▶ **Assignment**: Look through the records, and whenever a line includes the word "drooping", copy it.
(Beginning of Data extract)
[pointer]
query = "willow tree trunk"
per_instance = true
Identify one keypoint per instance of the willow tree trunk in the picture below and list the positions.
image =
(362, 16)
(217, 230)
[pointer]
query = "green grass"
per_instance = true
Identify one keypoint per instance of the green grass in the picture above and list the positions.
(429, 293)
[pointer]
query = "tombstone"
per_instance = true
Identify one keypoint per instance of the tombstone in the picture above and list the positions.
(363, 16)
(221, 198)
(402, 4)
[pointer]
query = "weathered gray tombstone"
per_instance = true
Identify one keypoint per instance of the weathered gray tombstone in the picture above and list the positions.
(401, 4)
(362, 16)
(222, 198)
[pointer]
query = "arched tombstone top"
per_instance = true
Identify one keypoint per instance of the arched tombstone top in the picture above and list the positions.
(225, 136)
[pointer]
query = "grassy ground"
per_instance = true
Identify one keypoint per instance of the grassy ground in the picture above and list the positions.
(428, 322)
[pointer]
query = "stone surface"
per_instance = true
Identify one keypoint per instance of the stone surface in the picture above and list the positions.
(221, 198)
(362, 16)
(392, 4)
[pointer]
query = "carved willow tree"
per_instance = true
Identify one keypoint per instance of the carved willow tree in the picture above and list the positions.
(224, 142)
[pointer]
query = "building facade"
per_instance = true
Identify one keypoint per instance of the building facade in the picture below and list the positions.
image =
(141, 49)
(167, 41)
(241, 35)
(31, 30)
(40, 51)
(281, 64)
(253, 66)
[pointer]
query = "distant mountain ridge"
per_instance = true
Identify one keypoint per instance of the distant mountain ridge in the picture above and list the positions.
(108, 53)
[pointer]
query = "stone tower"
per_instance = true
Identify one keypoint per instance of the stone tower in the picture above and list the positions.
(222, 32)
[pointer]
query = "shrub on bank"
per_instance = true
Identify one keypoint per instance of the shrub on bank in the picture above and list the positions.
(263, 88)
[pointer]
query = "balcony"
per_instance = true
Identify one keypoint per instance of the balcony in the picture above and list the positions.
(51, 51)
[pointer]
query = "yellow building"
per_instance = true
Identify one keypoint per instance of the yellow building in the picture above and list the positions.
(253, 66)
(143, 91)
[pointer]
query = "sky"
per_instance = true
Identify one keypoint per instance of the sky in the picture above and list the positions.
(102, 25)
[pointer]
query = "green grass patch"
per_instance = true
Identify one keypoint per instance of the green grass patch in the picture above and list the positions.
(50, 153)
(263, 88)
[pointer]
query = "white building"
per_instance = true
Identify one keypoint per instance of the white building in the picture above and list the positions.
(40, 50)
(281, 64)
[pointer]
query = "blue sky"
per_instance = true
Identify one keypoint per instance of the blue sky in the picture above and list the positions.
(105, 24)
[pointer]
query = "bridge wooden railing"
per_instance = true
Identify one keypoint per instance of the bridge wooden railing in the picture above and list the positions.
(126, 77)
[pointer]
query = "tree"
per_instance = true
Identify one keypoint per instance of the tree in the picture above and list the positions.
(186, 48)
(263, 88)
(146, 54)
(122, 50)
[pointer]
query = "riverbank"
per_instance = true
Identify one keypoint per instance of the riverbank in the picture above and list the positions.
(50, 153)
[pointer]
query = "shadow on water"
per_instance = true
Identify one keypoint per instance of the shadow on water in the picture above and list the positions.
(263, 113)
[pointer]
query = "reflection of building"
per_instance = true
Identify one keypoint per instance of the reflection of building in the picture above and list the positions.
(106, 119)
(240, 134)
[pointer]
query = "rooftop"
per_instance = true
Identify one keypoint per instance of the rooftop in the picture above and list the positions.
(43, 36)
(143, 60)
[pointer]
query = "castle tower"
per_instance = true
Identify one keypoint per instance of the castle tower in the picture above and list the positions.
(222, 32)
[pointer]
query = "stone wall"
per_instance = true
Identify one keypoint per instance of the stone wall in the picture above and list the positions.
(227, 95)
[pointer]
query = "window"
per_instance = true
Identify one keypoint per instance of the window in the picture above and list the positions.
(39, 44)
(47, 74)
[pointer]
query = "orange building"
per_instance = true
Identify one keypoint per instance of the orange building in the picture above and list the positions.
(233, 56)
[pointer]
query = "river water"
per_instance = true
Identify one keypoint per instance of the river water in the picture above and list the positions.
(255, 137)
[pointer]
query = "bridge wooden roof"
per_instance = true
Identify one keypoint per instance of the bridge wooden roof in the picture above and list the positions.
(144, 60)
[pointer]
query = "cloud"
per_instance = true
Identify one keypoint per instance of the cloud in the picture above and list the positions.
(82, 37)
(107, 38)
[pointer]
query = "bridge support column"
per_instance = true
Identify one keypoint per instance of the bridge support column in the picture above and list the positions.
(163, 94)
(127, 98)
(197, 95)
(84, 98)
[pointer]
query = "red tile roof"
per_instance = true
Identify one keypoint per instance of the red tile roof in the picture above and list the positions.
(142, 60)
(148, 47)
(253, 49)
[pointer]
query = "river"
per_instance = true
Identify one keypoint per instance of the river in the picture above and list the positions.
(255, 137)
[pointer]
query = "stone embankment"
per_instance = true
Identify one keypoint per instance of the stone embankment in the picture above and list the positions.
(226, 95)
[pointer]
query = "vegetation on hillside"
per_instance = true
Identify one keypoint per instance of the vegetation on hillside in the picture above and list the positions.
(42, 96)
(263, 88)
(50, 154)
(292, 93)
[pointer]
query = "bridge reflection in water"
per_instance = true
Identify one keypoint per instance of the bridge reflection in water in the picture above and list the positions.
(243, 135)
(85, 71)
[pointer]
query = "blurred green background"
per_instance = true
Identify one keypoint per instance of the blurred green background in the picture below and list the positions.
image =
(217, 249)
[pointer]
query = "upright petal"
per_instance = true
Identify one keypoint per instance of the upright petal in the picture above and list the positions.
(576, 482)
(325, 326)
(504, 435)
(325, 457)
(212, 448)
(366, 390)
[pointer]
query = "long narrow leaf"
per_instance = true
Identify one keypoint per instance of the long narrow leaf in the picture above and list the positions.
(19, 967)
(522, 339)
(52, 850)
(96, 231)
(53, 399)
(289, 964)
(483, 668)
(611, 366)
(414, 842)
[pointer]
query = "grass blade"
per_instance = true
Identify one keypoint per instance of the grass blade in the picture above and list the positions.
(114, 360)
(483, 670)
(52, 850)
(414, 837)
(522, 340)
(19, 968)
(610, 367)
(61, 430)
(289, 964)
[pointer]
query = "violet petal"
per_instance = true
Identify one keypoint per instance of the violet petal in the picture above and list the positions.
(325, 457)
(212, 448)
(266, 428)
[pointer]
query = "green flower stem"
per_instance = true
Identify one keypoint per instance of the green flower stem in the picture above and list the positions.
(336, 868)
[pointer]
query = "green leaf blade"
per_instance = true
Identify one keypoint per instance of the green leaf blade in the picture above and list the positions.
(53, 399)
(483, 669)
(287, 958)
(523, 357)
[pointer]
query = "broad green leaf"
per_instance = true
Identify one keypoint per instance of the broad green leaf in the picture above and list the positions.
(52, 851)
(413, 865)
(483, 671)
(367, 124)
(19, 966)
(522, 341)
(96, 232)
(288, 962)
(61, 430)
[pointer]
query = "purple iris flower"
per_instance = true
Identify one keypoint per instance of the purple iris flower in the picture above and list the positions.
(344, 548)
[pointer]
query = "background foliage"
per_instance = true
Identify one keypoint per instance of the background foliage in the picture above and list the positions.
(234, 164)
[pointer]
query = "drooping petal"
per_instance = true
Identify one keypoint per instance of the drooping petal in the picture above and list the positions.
(End of Data extract)
▶ **Your response**:
query = "drooping petal"
Identify one keypoint per instance of the drooping petal in the picture above and list the positions.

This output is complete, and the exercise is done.